[TEXT BLOCK Boundary: Start]

Movie Review: ROMA, Out of the Cradle Endlessly Rocking

0 Flares 0 Flares ×

“A man, yet by these tears a little boy again,
Throwing myself on the sand, confronting the waves,
I, chanter of pains and joys, uniter of here and hereafter,
Taking all hints to use them, but swiftly leaping beyond them,
A reminiscence sing.”

Out of the Cradle Endlessly Rocking, 1859
Walt Whitman

So, Roma. A two hour and fifteen minute, black and white film that meanders through urban, suburban, and rural Mexico in the 1970’s, by means of a sequence of long takes and ambient sounds. Poetic. Yes? And yet, in its own way, harsh. Relentlessly, with its Whitman-like, neo-realist long takes, and inclusively scanning panoramas, it strips us of all the defense mechanisms so routinely provided by genre films that get us through our fears that we mean little in the grand scheme of things. If you do not already see Hollywood as one immense defense mechanism, please permit me a moment to suggest why Roma makes clear that it is.

[TEXT BLOCK Boundary: End]
[THE DATA Boundary: Start]

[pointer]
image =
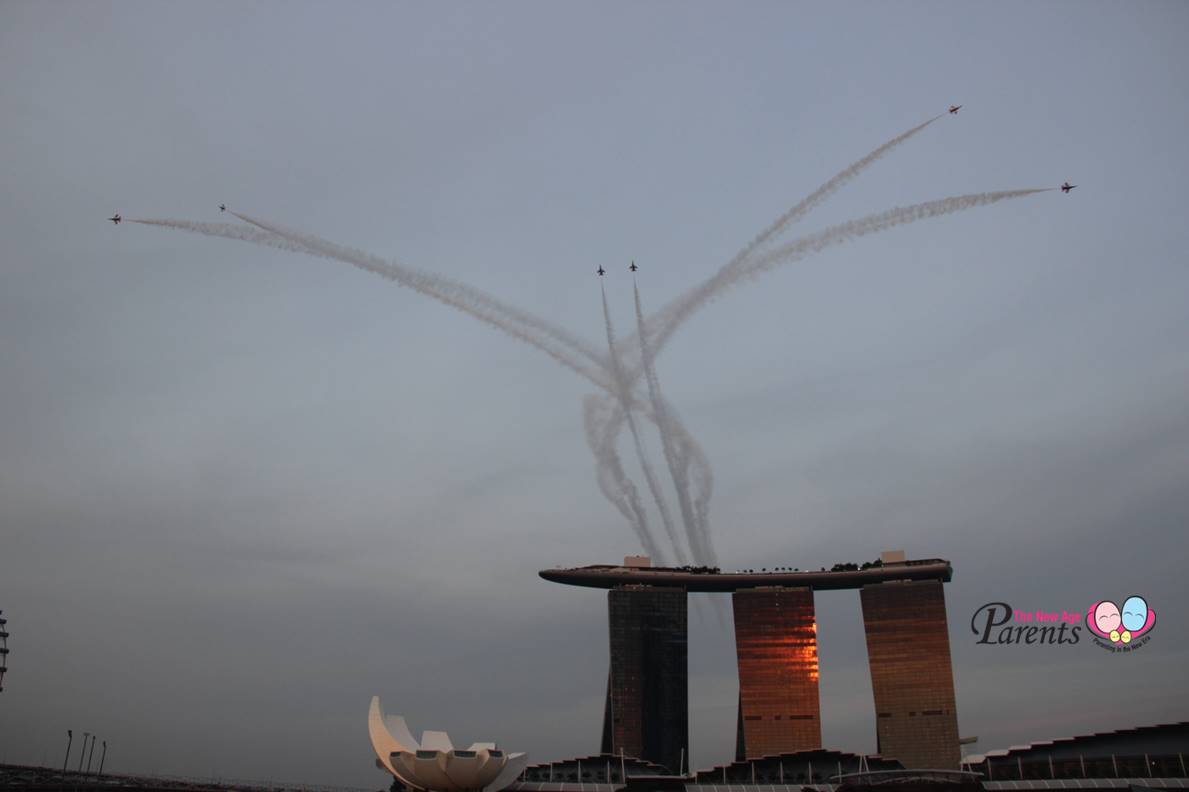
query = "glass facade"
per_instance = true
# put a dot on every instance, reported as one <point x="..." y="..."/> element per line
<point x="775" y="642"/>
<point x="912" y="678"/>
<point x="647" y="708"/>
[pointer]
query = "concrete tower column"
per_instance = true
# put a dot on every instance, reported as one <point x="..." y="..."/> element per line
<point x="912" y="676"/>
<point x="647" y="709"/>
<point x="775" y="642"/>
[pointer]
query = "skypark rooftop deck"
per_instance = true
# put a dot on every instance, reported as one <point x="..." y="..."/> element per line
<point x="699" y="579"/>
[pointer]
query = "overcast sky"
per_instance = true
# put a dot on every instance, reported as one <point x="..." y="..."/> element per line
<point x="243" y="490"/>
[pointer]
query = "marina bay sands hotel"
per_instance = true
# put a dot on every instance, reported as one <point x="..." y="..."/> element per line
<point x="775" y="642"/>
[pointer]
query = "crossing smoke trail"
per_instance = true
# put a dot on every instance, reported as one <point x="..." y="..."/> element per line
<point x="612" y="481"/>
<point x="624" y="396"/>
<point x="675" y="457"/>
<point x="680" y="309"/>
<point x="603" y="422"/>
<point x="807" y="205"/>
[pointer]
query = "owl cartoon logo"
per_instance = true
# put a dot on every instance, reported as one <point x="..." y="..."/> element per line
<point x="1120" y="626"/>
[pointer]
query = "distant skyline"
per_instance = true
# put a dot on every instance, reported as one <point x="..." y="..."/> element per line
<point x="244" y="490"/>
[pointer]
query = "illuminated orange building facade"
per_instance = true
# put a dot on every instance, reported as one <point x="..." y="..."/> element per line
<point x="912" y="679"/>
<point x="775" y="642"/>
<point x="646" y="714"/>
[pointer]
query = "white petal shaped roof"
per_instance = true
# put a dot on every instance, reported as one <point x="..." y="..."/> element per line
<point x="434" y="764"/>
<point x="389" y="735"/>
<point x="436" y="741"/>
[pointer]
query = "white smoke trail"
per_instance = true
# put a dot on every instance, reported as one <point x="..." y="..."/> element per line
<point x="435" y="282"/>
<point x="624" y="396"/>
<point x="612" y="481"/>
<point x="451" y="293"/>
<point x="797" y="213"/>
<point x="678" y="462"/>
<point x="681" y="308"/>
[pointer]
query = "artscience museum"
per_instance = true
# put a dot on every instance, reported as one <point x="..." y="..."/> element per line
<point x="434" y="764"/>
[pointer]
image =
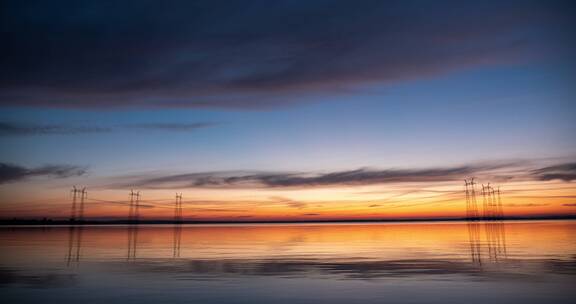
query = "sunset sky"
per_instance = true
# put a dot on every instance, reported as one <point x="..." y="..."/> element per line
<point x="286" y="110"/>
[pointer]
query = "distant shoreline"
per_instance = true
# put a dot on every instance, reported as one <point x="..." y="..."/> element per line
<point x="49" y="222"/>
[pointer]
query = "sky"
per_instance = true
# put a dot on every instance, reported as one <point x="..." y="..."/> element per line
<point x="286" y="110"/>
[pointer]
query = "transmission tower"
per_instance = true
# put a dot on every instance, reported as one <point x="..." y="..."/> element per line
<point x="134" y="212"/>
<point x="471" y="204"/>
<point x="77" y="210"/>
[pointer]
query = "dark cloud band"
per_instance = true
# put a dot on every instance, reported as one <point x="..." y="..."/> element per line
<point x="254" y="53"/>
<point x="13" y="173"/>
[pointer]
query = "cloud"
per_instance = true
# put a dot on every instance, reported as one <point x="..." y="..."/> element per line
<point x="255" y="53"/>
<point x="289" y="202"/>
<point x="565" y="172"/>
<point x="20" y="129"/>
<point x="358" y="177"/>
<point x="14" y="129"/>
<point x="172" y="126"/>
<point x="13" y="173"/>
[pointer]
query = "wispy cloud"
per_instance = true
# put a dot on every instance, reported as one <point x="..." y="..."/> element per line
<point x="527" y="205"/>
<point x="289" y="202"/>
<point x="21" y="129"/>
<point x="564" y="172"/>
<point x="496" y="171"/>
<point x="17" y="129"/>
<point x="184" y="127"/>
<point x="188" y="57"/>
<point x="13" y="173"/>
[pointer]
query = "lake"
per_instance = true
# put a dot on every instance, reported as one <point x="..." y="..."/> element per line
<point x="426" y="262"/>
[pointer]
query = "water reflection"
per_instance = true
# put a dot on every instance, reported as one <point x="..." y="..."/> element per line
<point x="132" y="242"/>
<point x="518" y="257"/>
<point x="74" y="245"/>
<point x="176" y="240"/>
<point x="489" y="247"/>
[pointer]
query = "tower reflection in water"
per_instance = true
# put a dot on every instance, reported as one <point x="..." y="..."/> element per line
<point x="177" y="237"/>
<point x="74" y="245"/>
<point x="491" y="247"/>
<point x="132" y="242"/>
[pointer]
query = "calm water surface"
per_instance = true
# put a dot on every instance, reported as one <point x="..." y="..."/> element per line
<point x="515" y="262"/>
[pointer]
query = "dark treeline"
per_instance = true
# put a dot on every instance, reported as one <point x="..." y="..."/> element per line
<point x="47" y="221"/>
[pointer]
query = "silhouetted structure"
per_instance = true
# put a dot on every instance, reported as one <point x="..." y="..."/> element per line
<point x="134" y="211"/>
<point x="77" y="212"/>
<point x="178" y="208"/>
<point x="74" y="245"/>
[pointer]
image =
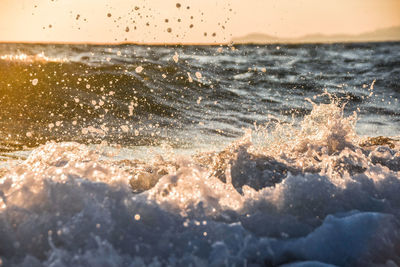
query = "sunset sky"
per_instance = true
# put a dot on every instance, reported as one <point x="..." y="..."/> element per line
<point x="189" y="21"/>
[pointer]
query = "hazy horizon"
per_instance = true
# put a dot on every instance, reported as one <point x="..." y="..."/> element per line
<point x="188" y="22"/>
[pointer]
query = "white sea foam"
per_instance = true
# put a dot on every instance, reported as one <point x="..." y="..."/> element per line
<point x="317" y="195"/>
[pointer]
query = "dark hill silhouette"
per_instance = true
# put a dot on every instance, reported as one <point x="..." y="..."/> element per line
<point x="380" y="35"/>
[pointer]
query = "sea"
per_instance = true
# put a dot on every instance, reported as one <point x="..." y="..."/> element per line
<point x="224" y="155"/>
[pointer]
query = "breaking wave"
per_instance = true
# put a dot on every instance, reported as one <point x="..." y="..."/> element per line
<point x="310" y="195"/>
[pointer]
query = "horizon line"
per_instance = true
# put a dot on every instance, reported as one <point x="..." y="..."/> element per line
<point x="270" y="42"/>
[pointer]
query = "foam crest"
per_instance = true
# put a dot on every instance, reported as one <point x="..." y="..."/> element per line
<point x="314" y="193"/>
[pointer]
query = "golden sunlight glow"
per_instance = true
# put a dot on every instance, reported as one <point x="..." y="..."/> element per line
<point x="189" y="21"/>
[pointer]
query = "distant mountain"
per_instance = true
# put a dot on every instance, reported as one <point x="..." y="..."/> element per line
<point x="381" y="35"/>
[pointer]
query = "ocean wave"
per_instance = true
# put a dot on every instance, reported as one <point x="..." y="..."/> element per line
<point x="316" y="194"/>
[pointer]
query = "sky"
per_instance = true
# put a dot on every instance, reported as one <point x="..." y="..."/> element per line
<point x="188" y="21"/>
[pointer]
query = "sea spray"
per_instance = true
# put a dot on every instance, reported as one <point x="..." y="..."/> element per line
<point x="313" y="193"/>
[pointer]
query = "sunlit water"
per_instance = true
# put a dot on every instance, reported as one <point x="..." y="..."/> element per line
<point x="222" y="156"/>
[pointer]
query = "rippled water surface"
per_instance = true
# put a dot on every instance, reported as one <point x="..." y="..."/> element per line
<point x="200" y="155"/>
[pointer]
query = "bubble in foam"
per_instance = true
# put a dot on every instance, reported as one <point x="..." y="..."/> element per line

[THE DATA Boundary: End]
[THE DATA Boundary: Start]

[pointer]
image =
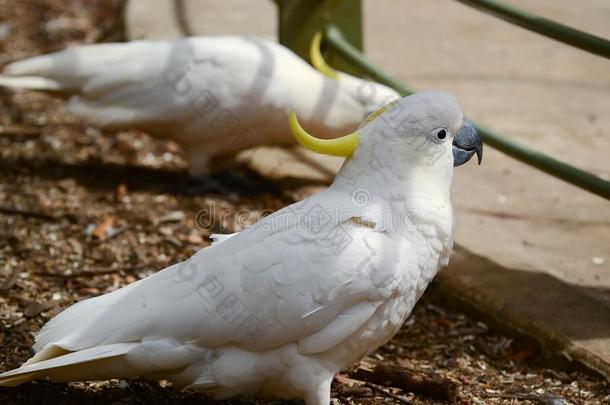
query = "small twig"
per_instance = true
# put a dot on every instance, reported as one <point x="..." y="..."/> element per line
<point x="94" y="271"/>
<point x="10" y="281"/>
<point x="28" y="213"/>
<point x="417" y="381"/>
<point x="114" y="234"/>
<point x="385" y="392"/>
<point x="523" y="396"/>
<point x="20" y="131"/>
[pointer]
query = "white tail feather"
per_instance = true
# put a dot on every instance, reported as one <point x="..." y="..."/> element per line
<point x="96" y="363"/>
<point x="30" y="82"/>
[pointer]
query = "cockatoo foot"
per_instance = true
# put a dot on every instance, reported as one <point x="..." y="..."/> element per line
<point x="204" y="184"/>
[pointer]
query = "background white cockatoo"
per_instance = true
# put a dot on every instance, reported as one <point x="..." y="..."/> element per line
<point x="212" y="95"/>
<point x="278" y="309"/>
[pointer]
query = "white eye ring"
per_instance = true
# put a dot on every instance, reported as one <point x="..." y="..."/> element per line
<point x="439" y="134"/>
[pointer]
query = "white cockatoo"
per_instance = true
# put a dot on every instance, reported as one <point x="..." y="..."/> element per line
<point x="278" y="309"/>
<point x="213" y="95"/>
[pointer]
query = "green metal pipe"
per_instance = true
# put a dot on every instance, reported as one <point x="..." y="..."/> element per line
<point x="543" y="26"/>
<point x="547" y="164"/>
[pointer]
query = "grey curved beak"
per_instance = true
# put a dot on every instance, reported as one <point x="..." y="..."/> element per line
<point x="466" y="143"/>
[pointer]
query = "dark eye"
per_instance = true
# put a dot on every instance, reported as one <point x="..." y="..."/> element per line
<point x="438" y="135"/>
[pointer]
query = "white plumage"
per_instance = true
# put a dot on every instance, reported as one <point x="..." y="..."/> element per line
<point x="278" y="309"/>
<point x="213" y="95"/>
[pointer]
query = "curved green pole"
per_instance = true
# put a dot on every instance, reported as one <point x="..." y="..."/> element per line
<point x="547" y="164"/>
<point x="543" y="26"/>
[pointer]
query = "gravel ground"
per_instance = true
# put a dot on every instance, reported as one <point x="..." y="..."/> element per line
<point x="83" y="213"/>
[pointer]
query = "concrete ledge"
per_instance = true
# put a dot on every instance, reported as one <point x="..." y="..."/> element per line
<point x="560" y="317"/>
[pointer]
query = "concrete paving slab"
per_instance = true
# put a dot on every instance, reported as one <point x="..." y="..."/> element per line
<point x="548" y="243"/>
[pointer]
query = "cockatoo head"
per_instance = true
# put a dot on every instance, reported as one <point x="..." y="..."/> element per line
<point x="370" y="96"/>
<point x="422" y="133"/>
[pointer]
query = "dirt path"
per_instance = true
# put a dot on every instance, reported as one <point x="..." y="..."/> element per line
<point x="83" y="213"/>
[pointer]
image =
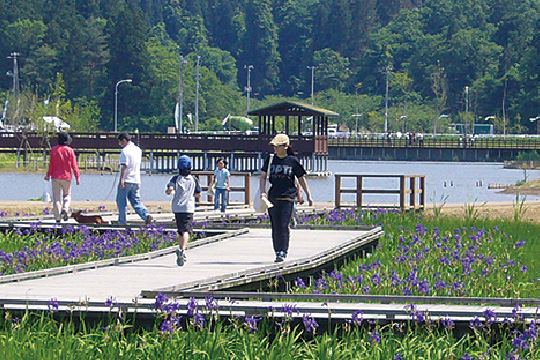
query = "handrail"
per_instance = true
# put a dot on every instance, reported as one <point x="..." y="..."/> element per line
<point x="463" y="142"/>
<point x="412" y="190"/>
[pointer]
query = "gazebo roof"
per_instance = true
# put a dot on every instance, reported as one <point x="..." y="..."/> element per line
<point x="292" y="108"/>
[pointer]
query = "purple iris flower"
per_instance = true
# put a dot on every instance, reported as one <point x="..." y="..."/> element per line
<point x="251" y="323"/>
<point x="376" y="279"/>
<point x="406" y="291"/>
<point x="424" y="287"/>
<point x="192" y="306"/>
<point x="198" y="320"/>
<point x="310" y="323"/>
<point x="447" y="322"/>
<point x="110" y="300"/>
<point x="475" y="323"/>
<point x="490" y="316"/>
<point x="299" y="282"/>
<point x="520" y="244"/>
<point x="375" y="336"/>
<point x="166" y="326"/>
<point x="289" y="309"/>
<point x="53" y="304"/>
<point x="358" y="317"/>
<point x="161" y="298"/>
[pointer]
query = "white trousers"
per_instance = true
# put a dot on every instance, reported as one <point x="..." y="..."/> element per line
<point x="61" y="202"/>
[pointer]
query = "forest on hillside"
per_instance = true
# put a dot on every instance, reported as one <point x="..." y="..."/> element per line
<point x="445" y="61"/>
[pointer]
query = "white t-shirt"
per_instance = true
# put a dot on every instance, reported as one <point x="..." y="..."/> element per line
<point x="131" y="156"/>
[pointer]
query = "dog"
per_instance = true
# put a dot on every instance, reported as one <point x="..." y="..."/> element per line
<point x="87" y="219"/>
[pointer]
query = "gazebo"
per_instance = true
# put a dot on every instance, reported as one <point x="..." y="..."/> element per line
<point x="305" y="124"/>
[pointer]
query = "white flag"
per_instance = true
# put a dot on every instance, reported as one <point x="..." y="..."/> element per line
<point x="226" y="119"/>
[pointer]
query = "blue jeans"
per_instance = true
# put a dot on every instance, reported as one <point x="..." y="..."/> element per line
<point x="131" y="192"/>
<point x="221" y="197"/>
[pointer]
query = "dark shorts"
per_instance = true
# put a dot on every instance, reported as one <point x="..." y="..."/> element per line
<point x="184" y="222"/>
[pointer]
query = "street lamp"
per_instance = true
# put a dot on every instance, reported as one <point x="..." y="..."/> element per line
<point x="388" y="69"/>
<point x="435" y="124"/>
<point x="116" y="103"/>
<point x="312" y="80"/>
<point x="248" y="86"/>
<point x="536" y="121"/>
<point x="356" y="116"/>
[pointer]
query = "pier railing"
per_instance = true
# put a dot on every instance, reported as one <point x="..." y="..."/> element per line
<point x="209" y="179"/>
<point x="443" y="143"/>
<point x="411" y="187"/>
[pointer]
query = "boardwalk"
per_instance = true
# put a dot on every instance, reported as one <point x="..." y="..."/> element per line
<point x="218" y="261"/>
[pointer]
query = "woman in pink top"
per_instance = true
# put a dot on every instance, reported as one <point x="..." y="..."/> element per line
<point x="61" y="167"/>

[THE DATA Boundary: End]

PROBLEM A →
Summarize the review of the film Roma in two sentences.
PROBLEM B →
Transcribe everything in the review of the film Roma from "So, Roma. A" down to "that it is.".
PROBLEM C →
Go on with the review of the film Roma from the point where its text stops.

EXERCISE OUTPUT A →
The review opens with lines from Walt Whitman's 1859 poem "Out of the Cradle Endlessly Rocking" and describes Roma as a two hour and fifteen minute black and white film that meanders through urban, suburban, and rural Mexico in the 1970s by means of long takes and ambient sounds. It calls the film poetic yet harsh, saying that it strips viewers of the defense mechanisms genre films routinely provide against the fear that we mean little in the grand scheme of things, and the reviewer sets out to suggest why Roma makes clear that Hollywood is one immense defense mechanism.

EXERCISE OUTPUT B →
So, Roma. A two hour and fifteen minute, black and white film that meanders through urban, suburban, and rural Mexico in the 1970’s, by means of a sequence of long takes and ambient sounds. Poetic. Yes? And yet, in its own way, harsh. Relentlessly, with its Whitman-like, neo-realist long takes, and inclusively scanning panoramas, it strips us of all the defense mechanisms so routinely provided by genre films that get us through our fears that we mean little in the grand scheme of things. If you do not already see Hollywood as one immense defense mechanism, please permit me a moment to suggest why Roma makes clear that it is.

EXERCISE OUTPUT C →
Alfonso Cuaron, the writer/director of Roma, has not previously rolled his cameras and sound equipment down this road not taken. Rather, he has built a reputation as an eclectic filmmaker who has helmed a diverse array of generic films: among them, an updated classic melodrama (Great Expectations, 1998), a children’s fantasy (Harry Potter and the Prisoner of Azkaban, 2004), and a dystopian sci-fi (Children of Men, 2006). As a writer, although he has written and directed a comedy (Y Tu Mama Tambien, 2001), he tends toward sci-fi marked visibly by generic conventions, for example, Children of Men, Gravity 2013, and a television series called Believe, 2014. Roma, a stunning update of non-generic neo-realist filmmaking, that grows out of his memory of his childhood nanny, marks a significant departure. And not only for Cuaron. You can count on one hand, maybe one finger, the number of neo-realist blockbusters. But blockbuster Roma is. It has rocked the international awards scene.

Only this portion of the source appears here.